* BEGIN Record extracts *

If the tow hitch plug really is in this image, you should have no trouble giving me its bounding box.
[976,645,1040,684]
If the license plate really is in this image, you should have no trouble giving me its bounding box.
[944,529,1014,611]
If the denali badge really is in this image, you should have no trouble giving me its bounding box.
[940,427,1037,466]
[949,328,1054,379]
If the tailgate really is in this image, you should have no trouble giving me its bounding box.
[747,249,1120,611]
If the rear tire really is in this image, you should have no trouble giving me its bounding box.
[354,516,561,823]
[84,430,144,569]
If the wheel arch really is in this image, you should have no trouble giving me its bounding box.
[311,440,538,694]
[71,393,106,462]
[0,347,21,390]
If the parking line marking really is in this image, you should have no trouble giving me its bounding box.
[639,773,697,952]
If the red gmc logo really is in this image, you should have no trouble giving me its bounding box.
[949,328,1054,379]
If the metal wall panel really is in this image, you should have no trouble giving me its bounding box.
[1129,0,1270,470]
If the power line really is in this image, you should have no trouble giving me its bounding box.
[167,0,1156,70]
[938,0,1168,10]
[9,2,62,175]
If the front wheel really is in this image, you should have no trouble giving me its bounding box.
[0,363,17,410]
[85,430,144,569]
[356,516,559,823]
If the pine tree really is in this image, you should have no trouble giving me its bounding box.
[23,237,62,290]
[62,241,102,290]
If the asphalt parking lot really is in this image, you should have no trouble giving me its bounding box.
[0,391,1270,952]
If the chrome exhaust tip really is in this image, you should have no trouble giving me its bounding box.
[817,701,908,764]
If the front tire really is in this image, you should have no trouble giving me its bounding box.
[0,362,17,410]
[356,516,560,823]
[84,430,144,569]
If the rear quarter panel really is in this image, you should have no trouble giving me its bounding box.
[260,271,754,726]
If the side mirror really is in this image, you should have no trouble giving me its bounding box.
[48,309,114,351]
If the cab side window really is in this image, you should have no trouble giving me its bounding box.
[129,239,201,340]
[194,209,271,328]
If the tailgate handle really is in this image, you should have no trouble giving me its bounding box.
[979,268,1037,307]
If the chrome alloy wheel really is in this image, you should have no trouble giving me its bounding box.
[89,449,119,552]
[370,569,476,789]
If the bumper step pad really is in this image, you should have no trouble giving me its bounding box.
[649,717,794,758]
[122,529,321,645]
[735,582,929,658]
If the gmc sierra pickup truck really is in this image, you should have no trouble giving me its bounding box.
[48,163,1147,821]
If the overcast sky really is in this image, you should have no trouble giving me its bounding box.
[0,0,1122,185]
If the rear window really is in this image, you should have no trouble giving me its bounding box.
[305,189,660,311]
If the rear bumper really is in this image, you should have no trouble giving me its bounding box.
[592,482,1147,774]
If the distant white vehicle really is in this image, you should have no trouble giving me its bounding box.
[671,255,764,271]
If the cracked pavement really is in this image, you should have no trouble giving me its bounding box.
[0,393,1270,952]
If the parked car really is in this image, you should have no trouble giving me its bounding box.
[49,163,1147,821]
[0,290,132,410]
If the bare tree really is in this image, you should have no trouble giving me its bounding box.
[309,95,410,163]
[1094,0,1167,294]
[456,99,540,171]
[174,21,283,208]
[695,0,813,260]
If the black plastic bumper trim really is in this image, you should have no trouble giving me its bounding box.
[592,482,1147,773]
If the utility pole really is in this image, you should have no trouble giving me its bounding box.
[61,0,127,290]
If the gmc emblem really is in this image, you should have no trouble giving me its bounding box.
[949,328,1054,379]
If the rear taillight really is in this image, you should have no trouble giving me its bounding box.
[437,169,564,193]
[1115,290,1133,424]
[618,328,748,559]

* END Record extracts *

Task to carry out:
Could you reproduce the listing above word for word, from its start through the line that contains "[944,529,1014,611]"?

Task response:
If the tow hitch plug really is in this image, you should have no trouble giving me its bounding box.
[976,645,1040,684]
If the license plate really is in this image, you should have no trouble giving me its bounding box.
[944,529,1014,611]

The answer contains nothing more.